Ano passado as coisas começaram a se complicar na Justiça Eleitoral. Eurípedes Jr. adotou uma tática conhecida no meio empresarial: liquidou a “empresa” PROS numa fusão com o partido Solidariedade, do amigo Paulo Pereira da Silva, ex-sindicalista e deputado federal paulista, conhecido como Paulinho da Força. Passaram a dividir o comando do Solidariedade, uma bancada de sete votos entre 513 no plenário da Câmara, com acesso a fundos estimados em 28 milhões de reais neste ano.

Esse caso é simbólico da atual desordem partidária motivada por interesses organizados, entre eles, o de apropriação de dinheiro público. O Brasil é caso único de país que usa dinheiro público para financiar todas as eleições e todos os partidos.
____________
▸ TAREFA PROPOSTA A
Reproduza fielmente a parte do texto sobre a fusão partidária, começando em "Ano passado as" e terminando em "todos os partidos.".
▸ TAREFA PROPOSTA B
Liste todas as quantidades numéricas citadas no texto sobre a fusão partidária, indicando a que cada uma se refere.
▸ TAREFA PROPOSTA C
Dê sequência ao texto sobre a fusão do PROS com o Solidariedade, escrevendo o trecho que viria logo após sua última frase.

▸ LINHAS DO CONJUNTO
____________
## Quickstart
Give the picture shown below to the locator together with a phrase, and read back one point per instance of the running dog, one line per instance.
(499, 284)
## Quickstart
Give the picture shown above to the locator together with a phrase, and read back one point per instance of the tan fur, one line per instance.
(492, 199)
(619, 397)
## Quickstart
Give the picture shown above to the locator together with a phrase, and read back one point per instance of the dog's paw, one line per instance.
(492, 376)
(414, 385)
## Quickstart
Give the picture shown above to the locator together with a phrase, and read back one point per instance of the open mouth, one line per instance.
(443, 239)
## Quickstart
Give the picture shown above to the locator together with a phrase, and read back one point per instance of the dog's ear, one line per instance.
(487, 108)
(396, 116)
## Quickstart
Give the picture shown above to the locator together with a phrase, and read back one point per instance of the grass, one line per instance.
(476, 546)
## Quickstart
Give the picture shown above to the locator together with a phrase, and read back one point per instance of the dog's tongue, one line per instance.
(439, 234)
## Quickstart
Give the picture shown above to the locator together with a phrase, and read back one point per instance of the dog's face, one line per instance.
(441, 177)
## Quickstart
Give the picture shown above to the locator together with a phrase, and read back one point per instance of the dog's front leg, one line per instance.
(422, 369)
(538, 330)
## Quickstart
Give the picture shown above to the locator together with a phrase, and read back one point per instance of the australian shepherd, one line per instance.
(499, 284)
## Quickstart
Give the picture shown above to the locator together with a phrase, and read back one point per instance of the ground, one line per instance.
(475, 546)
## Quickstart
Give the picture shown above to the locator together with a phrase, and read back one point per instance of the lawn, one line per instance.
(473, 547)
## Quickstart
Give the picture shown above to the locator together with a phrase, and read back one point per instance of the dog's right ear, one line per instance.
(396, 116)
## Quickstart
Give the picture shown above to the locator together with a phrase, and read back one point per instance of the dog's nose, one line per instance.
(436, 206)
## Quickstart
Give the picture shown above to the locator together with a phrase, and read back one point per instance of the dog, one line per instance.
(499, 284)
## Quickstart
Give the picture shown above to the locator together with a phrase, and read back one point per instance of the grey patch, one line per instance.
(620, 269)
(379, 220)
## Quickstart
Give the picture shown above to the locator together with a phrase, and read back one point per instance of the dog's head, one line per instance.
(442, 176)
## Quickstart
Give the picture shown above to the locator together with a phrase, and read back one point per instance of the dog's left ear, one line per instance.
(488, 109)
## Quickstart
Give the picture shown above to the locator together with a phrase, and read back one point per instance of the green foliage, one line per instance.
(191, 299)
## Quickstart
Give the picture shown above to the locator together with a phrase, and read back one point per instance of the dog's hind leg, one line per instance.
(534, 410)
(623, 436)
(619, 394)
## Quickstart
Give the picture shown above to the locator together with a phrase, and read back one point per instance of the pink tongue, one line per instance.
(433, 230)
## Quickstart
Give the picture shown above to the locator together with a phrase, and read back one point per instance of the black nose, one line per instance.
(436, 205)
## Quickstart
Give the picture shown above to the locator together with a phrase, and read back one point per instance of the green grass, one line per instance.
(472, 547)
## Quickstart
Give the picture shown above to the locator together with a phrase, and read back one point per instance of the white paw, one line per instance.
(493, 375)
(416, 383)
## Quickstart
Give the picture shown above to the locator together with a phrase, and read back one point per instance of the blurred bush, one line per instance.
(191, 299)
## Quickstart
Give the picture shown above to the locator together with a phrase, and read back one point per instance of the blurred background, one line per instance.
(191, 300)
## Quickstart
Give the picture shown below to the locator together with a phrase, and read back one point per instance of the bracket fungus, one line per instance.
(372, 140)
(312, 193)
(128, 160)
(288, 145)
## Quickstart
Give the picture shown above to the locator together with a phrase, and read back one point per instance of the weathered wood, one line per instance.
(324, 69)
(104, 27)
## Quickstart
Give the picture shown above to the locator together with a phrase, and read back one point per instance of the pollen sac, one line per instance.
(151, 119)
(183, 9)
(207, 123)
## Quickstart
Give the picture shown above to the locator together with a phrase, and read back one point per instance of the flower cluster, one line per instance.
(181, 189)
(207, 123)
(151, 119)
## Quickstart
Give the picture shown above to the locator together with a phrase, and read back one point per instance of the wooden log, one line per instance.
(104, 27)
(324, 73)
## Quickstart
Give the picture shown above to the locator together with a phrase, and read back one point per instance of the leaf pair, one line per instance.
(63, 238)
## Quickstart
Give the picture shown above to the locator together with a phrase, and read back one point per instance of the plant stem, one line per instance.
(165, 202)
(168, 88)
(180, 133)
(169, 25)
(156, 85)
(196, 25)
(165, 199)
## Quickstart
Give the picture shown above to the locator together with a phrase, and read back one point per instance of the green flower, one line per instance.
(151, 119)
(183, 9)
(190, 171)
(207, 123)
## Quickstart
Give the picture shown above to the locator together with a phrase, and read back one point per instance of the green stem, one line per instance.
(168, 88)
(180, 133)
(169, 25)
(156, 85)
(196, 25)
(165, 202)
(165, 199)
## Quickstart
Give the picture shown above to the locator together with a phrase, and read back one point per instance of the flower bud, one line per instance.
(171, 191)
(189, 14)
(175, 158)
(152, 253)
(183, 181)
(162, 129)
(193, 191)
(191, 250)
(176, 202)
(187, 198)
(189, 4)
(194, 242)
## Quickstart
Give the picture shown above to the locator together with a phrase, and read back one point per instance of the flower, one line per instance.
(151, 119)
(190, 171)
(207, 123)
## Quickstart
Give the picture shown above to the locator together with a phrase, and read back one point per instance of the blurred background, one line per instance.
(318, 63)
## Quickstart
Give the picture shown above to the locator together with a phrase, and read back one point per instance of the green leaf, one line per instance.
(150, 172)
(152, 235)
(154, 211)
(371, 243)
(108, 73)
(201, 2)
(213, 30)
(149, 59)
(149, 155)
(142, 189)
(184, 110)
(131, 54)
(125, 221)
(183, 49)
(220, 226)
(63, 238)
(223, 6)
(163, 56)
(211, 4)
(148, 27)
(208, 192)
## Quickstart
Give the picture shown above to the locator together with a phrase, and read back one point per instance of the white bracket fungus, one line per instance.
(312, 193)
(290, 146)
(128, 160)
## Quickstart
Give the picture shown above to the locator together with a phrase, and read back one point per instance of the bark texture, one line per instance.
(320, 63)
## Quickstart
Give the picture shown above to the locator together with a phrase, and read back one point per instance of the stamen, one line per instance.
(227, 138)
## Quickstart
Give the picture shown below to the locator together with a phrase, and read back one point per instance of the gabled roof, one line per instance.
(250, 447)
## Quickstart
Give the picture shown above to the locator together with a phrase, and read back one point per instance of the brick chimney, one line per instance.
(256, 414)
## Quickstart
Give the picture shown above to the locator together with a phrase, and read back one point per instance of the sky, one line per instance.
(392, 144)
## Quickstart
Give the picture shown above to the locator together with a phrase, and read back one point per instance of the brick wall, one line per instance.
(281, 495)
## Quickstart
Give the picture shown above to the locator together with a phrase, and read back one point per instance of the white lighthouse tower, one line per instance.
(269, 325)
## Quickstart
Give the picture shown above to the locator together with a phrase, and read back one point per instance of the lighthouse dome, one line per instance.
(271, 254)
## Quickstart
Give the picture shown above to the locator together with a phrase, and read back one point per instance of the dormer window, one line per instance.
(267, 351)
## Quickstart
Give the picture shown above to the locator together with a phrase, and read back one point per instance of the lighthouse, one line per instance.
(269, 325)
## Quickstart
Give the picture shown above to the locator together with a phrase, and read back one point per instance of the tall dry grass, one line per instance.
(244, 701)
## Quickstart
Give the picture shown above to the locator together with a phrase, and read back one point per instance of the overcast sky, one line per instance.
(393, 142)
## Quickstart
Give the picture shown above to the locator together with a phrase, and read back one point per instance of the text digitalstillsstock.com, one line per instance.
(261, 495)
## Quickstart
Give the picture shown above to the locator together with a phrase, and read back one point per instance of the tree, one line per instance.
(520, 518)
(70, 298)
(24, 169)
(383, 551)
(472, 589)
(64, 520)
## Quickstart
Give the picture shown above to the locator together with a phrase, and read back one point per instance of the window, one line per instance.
____________
▸ RESPOSTA ESPERADA A
Ano passado as coisas começaram a se complicar na Justiça Eleitoral. Eurípedes Jr. adotou uma tática conhecida no meio empresarial: liquidou a “empresa” PROS numa fusão com o partido Solidariedade, do amigo Paulo Pereira da Silva, ex-sindicalista e deputado federal paulista, conhecido como Paulinho da Força. Passaram a dividir o comando do Solidariedade, uma bancada de sete votos entre 513 no plenário da Câmara, com acesso a fundos estimados em 28 milhões de reais neste ano.

Esse caso é simbólico da atual desordem partidária motivada por interesses organizados, entre eles, o de apropriação de dinheiro público. O Brasil é caso único de país que usa dinheiro público para financiar todas as eleições e todos os partidos.

▸ RESPOSTA ESPERADA B
- sete votos: a bancada do Solidariedade no plenário da Câmara
- 513: o total de votos no plenário da Câmara
- 28 milhões de reais: os fundos estimados a que o partido tem acesso neste ano

▸ RESPOSTA ESPERADA C
Patrocina neste ano a eleição de prefeitos e vereadores mais cara da história. Vai custar o triplo da disputa municipal realizada em 2020. Os gastos previstos superam 54 bilhões de reais (48 bilhões via emendas parlamentares ao Orçamento e 6 bilhões em custeio direto das campanhas e da burocracia partidária).

A transparência é rarefeita, quase inexistente. A Justiça Eleitoral não tem meios de fiscalizar cada despesa dos mais de 50 000 candidatos na temporada eleitoral. Deputados e senadores fazem as regras, pulverizam responsabilidades e dirigentes partidários pouco se preocupam com a legitimidade dos gastos, as prestações de contas e a ordem contábil.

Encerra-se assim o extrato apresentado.